- **Required work**: Copy out the lines below, replacing "Locate" with "Find" each time it appears and leaving everything else unchanged.

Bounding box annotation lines

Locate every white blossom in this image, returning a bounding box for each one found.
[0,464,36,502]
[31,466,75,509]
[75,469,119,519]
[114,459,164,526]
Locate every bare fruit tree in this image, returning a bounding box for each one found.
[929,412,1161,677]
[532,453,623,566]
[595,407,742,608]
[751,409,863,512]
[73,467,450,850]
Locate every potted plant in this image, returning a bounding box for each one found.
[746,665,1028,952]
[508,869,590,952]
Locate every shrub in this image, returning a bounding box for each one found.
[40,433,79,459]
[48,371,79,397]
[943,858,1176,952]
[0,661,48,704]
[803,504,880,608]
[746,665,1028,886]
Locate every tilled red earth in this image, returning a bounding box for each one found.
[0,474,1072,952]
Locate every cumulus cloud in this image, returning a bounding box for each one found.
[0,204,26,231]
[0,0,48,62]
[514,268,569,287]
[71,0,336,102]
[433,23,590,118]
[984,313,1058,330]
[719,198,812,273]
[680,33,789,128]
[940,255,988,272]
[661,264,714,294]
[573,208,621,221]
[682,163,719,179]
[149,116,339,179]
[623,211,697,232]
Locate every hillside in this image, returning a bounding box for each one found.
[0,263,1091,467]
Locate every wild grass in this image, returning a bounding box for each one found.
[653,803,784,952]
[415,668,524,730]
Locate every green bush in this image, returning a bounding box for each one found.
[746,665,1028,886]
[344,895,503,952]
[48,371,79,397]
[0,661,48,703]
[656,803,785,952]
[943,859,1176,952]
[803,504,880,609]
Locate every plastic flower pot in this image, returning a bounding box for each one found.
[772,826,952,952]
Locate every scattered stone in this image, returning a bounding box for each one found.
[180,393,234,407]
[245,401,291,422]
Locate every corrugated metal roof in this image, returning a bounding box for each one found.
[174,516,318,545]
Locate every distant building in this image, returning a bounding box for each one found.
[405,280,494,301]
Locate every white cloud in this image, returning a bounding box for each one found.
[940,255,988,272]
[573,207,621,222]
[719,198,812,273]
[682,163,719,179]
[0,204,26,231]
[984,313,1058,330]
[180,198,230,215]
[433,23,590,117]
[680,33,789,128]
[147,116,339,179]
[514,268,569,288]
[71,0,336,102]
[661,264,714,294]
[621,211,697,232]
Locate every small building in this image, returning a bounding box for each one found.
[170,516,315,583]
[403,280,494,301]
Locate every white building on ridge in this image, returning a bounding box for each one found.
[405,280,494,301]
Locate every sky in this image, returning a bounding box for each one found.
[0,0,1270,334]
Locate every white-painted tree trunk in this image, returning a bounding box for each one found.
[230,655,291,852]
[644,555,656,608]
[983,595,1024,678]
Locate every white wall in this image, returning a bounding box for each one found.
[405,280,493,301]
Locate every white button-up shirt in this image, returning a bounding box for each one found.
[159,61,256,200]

- **Written answer**:
Find every white blossom in this image, returning a bounding box for each one found.
[0,464,36,502]
[31,466,75,509]
[75,469,119,519]
[114,459,164,526]
Find every bare fruit tree in this image, returning a bounding box for each one found.
[929,412,1161,677]
[532,453,623,566]
[595,407,742,608]
[751,409,863,512]
[73,467,450,850]
Find every potted plant in this image, returning a bounding box for each one found.
[746,665,1028,952]
[508,869,590,952]
Find every shrub in this image, returning a bounding box for each one found.
[40,433,79,459]
[48,371,79,397]
[943,858,1176,952]
[0,661,48,704]
[803,504,880,608]
[746,665,1028,886]
Find every tilled red earth in this image, returning a bounding box for each one found.
[0,474,1072,952]
Find every cumulus cloud in this image, returning a bounding box for each one found.
[0,204,26,231]
[0,0,48,62]
[514,268,569,287]
[71,0,336,102]
[433,23,590,118]
[984,313,1058,330]
[719,198,812,273]
[680,33,789,128]
[940,255,988,272]
[661,264,714,294]
[573,208,621,221]
[682,163,719,179]
[149,116,339,179]
[623,211,697,232]
Find every hillside in this image, returning a bounding box for each one found.
[0,263,1091,467]
Find every wild grass in this image, returning a bounding box for each one found.
[653,803,784,952]
[415,668,524,730]
Find every green bush in this image, returning a bounding box for each one found.
[746,665,1028,886]
[344,895,503,952]
[48,371,79,397]
[0,661,48,703]
[656,803,785,952]
[943,859,1176,952]
[803,504,880,609]
Find every plastic flower pot in this image, returning a bounding box for each one found.
[772,826,952,952]
Find every scattered stone in this image, returning a bounding box for each one found.
[180,393,234,407]
[245,401,291,422]
Find every corrugated metal roof in this image, returning a bounding box for each one found.
[174,516,318,545]
Find every distant building in this image, returning a bounding box for each one found.
[405,280,494,301]
Find every white cloud in this image, returning a bounding box for each one found.
[940,255,988,272]
[573,207,621,222]
[719,198,812,273]
[682,163,719,179]
[0,204,26,231]
[984,313,1058,330]
[180,198,230,215]
[433,23,590,117]
[680,33,789,128]
[147,116,339,179]
[514,268,569,288]
[71,0,336,102]
[661,264,714,294]
[621,211,697,232]
Find every small building in this image, returning a bounding box for each one found.
[170,516,315,583]
[403,280,494,301]
Find every white building on ridge in this image, returning a bounding box for each one found.
[405,280,494,301]
Find every sky in this image, returning a bounding box for each one found.
[0,0,1270,334]
Find every white-painted tree trunk in this image, returning a bounding box for each one found.
[230,655,291,852]
[644,555,656,608]
[983,595,1024,678]
Find every white wall in this image, returning a bounding box for each one found.
[405,280,493,301]
Find every white button-up shirt in this image, returning a bounding box for each one found.
[159,61,256,200]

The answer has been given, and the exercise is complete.